#### Given problem
Rewrite the entries below, changing every "even-odd" to "nonzero" and leaving everything else as it is.
── Records ──
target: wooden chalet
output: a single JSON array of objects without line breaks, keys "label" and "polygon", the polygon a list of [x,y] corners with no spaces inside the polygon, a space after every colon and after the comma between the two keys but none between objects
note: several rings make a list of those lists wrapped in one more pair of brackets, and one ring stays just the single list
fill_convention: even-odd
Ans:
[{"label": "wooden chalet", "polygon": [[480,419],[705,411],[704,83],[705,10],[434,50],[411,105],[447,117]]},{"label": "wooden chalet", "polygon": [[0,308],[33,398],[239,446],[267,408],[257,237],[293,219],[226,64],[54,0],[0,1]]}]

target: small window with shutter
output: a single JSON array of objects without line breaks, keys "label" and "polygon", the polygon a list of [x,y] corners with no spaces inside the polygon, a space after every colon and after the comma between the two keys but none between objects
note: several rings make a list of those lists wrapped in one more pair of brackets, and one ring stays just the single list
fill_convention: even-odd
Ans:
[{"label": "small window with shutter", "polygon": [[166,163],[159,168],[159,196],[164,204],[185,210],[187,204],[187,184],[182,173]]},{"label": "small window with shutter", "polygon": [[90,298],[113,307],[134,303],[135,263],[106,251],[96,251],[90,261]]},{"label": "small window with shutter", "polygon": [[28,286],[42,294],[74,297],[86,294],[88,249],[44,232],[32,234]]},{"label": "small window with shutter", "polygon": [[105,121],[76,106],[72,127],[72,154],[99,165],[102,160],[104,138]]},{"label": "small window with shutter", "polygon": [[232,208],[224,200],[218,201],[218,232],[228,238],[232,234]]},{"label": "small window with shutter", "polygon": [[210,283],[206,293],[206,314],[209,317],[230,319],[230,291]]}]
───
#### Result for this task
target: wooden chalet
output: a single JSON array of objects without line breaks, keys "label" and "polygon", the polygon a list of [x,y] corners with no spaces inside the polygon, a space after every colon and after the comma between the two keys but none between objects
note: several rings make a list of those lists wrapped in one more pair of brackets, and one ring stays just the single list
fill_convention: nonzero
Ans:
[{"label": "wooden chalet", "polygon": [[480,419],[705,411],[704,83],[705,10],[434,50],[411,105],[447,117]]},{"label": "wooden chalet", "polygon": [[0,308],[33,398],[239,446],[267,408],[257,237],[293,219],[226,64],[54,0],[0,1]]}]

target: small window with shutter
output: a single JSON array of objects without line breaks, keys "label" and "polygon", the polygon a list of [x,y] corners with no spaces inside the polygon, a space after every colon and after the comma between the two keys but none between objects
note: several rings make a list of those lists wrapped in one more pair of brackets, and one ring stays just the single list
fill_convention: nonzero
Ans:
[{"label": "small window with shutter", "polygon": [[166,163],[159,168],[159,196],[164,204],[185,210],[187,204],[187,184],[182,173]]},{"label": "small window with shutter", "polygon": [[90,298],[113,307],[134,303],[135,263],[106,251],[96,251],[90,261]]},{"label": "small window with shutter", "polygon": [[28,286],[42,294],[74,297],[86,294],[88,249],[44,232],[32,234]]},{"label": "small window with shutter", "polygon": [[105,121],[76,106],[72,127],[72,154],[99,165],[102,160],[104,138]]},{"label": "small window with shutter", "polygon": [[232,208],[224,200],[218,201],[218,232],[228,238],[232,234]]},{"label": "small window with shutter", "polygon": [[210,283],[206,293],[206,314],[209,317],[230,319],[230,291]]}]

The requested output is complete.